やること
映画レビューの一部を、「最愛の夫」を「愛する夫」に置き換えて書き改めてください。範囲は「でも、敬太が死んだことを誰かが怒るべきだった。」を含む箇所から始め、「いても難色を示したりする―。」の直後で終えること。

引用文
**********
劇場公開日 2022年9月9日

  • 予告編を見る

「タイトルの皮肉さ。」LOVE LIFE talkieさんの映画レビュー(感想・評価)

3.0タイトルの皮肉さ。

2024年10月25日
Androidアプリから投稿
鑑賞方法:DVD/BD

<映画のことば>
ぶたれたとき、理不尽だと思った。
でも、敬太が死んだことを誰かが怒るべきだった。
こんなに悲惨なことが起きたのに、敬太のいない世界に、みんなが慣れようとしていた。
でも、あなたは違った。
先(ま)ず怒ってくれた。

最愛の夫・パクに突然に去られて(失踪されて)、さぞかし妙子は落胆し、往時は絶望の淵をさ迷ったことでしょう。
その境遇で彼女にできたことは、最愛の夫・パクとの間に授かった一人息子の敬太を大切に育てることー。
たぶん、当時すでに二郎と付き合っていた山崎をいわば蹴落とすかのような格好で射止め、そして、再婚で連れ子のいた妙子との結婚に反対する二郎の両親の反対を押しきって、妙子が二郎との生活を手に入れたのも、ただただ、敬太との生活の安定のためだった…と断じたら、それは、言い過ぎでしょうか。

そんな中で、上掲の映画のことばは、妙子が敬太の死を所与の事実として受け入れたことの証(あかし)として、重要な位置を占めるのではないかと思います。
妙子の心情の、まずは第一段階として「半歩は前に進んだ」ことの証として。

しかし、そもそも、ある意味では「無理をして」手に入れた二郎との生活だっただけに、義父には「中古品」呼ばわりはされるうえに、義母も、とりなしはするものの、そういう義父を強くは咎(とが)めないし、敬太の遺体の取扱いについても難色を示したりする―。
そんな中で、二郎自身も、親の引越しを機会に元カノの山崎に傾きかける。

語弊を恐れずにざっくりと言い切ってしまえば、決して親身とは言えない態度の二郎と、単に「こぶ付の嫁のこぶがとれただけ」程度にしか受け止めてはいないふうの義父と義母という境遇の中で、敬太との生活の幸せ(安定)を図ろうと苦しみ、もがく妙子の姿は、胸に突き刺さるようにも思われます。

ただ敬太との幸せな生活が欲しかっただけの妙子の心情には、「LOVE LIFE」という本作のタイトルが、いかに皮肉に映るのか。

そう考えてみると、なんとも切ないとしか、言いようがないように思われます。
評論子には。

深田晃司監督の作品は、どれも人の心に潜んでいる深くて、暗い情念というのか、心の襞(ひだ)とでもいうのか、そういうものを描くことが多く、それゆえに観終わってスッキリと爽やかという系譜の作品群ではないと思いますけれども。

本作も、いかにも深田晃司監督らしい、深い人間観察による一本としては、評論子が入っている映画サークルが年間ベストテンに選び出したことも、理由がなくはないと、納得のいく作品でもありました。

佳作でもあったと思います。
評論子も。

(追記)
敬太亡き後も、妙子は二郎の下に自分の「居場所」を見出すことができたのでしょうか。

パクの息子の結婚式では、突然の雨に参会者たちが右往左往する中、自分も場に溶け込み、あたかも参会者の一員であるかのようにオッパーダンスに興じていた妙子ではありますけれども。
**********
表示中のエントリー
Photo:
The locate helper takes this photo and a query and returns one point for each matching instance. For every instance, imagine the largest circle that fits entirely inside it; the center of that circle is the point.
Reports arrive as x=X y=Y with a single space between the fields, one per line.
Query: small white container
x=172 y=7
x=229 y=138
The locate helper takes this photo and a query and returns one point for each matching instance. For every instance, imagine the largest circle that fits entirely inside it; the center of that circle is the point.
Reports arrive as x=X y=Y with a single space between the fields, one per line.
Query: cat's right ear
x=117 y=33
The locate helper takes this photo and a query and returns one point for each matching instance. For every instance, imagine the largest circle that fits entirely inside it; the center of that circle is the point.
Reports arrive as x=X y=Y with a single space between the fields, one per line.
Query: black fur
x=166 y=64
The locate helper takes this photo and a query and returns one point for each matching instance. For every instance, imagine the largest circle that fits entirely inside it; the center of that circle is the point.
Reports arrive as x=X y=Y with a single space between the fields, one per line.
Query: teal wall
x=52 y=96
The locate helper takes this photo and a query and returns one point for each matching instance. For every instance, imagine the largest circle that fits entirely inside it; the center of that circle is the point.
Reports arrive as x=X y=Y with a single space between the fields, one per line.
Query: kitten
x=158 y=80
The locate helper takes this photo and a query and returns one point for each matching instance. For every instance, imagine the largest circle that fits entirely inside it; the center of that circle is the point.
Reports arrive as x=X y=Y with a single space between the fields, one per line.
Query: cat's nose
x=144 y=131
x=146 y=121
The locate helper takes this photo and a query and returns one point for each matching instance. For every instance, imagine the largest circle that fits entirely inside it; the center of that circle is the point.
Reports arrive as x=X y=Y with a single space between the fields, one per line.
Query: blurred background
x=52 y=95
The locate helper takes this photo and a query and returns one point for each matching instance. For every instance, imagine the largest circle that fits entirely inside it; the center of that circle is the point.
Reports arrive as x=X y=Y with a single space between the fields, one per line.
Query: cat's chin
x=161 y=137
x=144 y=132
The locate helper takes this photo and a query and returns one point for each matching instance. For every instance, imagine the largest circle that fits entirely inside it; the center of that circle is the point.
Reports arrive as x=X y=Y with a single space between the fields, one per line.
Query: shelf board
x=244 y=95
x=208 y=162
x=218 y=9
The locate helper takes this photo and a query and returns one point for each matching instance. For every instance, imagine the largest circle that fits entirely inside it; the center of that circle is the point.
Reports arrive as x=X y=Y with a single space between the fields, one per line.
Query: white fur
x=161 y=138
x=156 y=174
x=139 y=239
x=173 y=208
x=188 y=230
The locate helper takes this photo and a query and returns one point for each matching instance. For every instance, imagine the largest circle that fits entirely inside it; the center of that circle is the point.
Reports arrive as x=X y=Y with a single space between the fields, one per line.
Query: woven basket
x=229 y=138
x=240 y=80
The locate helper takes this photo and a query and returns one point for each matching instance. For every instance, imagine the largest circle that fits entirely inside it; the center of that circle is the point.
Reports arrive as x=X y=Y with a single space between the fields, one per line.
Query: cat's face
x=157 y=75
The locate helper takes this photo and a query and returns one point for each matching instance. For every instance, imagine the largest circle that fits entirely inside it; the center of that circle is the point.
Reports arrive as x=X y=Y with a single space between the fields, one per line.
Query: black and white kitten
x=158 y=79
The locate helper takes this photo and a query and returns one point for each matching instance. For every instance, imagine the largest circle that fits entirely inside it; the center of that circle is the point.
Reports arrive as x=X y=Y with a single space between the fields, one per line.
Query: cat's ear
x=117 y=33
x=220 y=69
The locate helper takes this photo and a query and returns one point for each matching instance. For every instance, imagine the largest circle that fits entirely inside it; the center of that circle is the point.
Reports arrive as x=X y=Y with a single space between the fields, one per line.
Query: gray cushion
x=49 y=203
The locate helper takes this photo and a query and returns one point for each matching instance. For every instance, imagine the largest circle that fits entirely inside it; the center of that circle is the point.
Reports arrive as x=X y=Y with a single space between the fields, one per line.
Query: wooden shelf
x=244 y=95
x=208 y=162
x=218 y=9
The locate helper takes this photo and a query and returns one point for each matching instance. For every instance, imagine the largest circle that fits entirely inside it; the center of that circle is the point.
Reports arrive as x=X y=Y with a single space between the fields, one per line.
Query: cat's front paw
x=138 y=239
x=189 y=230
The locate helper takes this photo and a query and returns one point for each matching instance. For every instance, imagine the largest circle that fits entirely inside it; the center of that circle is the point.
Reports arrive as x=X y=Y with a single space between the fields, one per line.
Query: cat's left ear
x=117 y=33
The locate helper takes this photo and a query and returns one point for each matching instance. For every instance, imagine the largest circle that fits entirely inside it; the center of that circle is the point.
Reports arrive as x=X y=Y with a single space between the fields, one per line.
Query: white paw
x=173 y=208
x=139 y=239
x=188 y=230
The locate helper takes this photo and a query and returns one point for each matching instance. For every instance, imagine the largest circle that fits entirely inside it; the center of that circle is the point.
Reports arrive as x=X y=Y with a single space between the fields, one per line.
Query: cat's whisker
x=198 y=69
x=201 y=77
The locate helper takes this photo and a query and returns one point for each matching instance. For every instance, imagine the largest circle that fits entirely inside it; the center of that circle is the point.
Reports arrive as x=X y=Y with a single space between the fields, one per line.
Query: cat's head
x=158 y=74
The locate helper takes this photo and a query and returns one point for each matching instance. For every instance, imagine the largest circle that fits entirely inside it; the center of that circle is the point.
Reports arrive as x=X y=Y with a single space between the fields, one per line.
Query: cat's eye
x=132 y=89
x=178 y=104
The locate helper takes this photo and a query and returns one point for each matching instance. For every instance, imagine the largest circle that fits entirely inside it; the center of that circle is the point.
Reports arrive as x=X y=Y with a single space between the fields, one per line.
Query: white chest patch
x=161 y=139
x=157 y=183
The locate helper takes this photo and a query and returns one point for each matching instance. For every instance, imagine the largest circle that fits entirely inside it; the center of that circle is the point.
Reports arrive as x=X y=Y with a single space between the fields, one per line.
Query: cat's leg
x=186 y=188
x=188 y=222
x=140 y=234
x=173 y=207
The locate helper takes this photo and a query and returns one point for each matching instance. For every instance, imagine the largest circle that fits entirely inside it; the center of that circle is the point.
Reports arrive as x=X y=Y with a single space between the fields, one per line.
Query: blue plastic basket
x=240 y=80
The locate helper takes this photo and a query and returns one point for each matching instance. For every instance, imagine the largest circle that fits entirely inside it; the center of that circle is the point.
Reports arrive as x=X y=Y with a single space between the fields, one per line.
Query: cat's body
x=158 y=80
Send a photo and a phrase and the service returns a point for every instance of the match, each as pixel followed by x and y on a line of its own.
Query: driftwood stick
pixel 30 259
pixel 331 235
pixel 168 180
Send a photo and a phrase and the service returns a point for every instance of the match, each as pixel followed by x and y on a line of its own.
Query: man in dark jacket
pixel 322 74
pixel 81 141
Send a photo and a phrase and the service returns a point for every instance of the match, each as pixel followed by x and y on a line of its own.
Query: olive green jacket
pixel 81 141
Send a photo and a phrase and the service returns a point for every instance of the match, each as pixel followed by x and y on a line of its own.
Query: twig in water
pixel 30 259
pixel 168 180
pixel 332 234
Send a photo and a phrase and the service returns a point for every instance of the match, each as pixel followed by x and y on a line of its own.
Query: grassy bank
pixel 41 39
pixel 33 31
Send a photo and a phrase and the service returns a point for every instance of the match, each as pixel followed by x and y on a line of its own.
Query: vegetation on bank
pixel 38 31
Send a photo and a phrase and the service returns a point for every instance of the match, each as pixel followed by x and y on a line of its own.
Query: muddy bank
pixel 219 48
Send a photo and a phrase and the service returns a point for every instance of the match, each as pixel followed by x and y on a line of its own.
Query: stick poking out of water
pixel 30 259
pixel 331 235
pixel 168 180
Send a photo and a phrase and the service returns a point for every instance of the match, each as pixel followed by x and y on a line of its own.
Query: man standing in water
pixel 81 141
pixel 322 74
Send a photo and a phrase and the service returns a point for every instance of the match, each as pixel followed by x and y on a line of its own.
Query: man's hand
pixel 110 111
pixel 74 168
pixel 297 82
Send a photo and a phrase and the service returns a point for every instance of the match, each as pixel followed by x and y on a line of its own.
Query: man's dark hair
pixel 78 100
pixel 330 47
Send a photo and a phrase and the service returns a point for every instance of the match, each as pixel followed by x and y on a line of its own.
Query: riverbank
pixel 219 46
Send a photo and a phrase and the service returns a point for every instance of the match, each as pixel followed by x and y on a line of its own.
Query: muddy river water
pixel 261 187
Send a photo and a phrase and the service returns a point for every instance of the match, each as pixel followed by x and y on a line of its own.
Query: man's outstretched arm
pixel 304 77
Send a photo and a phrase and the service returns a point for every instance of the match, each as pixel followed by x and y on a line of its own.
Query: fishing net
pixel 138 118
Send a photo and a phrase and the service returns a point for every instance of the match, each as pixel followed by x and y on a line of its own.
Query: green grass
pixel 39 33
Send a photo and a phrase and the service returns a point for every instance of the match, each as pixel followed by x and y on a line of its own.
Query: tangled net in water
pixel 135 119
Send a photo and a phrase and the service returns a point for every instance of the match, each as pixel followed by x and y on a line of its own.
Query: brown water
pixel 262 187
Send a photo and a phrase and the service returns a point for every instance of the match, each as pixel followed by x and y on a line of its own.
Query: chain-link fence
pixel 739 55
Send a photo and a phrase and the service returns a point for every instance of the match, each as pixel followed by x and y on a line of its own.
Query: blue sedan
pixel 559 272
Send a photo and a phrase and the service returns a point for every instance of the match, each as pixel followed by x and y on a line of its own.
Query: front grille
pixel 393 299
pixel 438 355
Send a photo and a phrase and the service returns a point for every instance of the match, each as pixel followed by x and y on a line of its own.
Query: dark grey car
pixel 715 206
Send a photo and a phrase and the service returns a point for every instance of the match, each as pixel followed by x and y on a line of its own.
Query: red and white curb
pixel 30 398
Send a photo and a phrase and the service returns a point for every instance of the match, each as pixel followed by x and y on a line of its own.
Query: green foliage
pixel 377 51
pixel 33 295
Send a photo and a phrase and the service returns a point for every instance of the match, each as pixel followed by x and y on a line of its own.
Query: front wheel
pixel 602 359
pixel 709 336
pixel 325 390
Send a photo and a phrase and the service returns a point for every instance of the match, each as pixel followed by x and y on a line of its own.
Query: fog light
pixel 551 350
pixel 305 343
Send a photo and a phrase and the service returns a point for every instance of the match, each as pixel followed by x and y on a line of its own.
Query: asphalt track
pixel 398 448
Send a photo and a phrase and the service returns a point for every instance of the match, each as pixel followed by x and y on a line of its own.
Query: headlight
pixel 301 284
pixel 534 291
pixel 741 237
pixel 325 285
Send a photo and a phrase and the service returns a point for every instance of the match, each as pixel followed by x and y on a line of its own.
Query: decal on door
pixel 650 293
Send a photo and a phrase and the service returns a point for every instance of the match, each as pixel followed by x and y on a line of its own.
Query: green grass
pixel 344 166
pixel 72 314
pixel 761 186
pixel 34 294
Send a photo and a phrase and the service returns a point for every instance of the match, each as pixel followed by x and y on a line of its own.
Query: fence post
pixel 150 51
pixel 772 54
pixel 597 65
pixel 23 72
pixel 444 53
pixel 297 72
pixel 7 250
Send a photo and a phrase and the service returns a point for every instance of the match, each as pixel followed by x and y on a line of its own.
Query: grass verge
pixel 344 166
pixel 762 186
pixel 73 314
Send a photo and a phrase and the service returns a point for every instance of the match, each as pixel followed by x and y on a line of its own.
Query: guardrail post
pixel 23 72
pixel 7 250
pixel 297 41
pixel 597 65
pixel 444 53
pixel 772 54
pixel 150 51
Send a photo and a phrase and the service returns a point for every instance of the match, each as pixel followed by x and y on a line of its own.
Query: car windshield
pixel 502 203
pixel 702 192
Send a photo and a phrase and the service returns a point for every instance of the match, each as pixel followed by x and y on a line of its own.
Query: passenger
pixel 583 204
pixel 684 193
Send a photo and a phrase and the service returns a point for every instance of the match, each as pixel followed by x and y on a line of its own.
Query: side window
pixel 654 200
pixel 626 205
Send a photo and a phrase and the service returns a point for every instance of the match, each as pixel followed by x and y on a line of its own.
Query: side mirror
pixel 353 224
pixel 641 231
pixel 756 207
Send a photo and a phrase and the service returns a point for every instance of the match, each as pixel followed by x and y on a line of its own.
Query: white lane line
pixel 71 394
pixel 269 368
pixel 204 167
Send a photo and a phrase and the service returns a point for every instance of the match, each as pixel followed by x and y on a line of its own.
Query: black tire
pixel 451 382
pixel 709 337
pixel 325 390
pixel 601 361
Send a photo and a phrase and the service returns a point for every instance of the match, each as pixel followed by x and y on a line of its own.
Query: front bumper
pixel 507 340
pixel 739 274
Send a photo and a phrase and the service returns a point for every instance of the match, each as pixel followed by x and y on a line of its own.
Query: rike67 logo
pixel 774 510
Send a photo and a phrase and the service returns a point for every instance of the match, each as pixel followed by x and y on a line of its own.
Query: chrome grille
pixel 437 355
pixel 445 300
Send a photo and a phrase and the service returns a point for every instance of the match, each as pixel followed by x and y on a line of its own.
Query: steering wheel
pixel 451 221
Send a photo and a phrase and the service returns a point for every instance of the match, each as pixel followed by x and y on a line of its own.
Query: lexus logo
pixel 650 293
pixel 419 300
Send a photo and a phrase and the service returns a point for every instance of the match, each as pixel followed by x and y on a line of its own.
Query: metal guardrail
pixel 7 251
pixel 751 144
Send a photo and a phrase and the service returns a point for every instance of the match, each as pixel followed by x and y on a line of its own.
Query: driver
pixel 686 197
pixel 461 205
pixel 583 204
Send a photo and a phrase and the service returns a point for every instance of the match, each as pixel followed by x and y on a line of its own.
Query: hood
**********
解答
でも、敬太が死んだことを誰かが怒るべきだった。
こんなに悲惨なことが起きたのに、敬太のいない世界に、みんなが慣れようとしていた。
でも、あなたは違った。
先(ま)ず怒ってくれた。

愛する夫・パクに突然に去られて(失踪されて)、さぞかし妙子は落胆し、往時は絶望の淵をさ迷ったことでしょう。
その境遇で彼女にできたことは、愛する夫・パクとの間に授かった一人息子の敬太を大切に育てることー。
たぶん、当時すでに二郎と付き合っていた山崎をいわば蹴落とすかのような格好で射止め、そして、再婚で連れ子のいた妙子との結婚に反対する二郎の両親の反対を押しきって、妙子が二郎との生活を手に入れたのも、ただただ、敬太との生活の安定のためだった…と断じたら、それは、言い過ぎでしょうか。

そんな中で、上掲の映画のことばは、妙子が敬太の死を所与の事実として受け入れたことの証(あかし)として、重要な位置を占めるのではないかと思います。
妙子の心情の、まずは第一段階として「半歩は前に進んだ」ことの証として。

しかし、そもそも、ある意味では「無理をして」手に入れた二郎との生活だっただけに、義父には「中古品」呼ばわりはされるうえに、義母も、とりなしはするものの、そういう義父を強くは咎(とが)めないし、敬太の遺体の取扱いについても難色を示したりする―。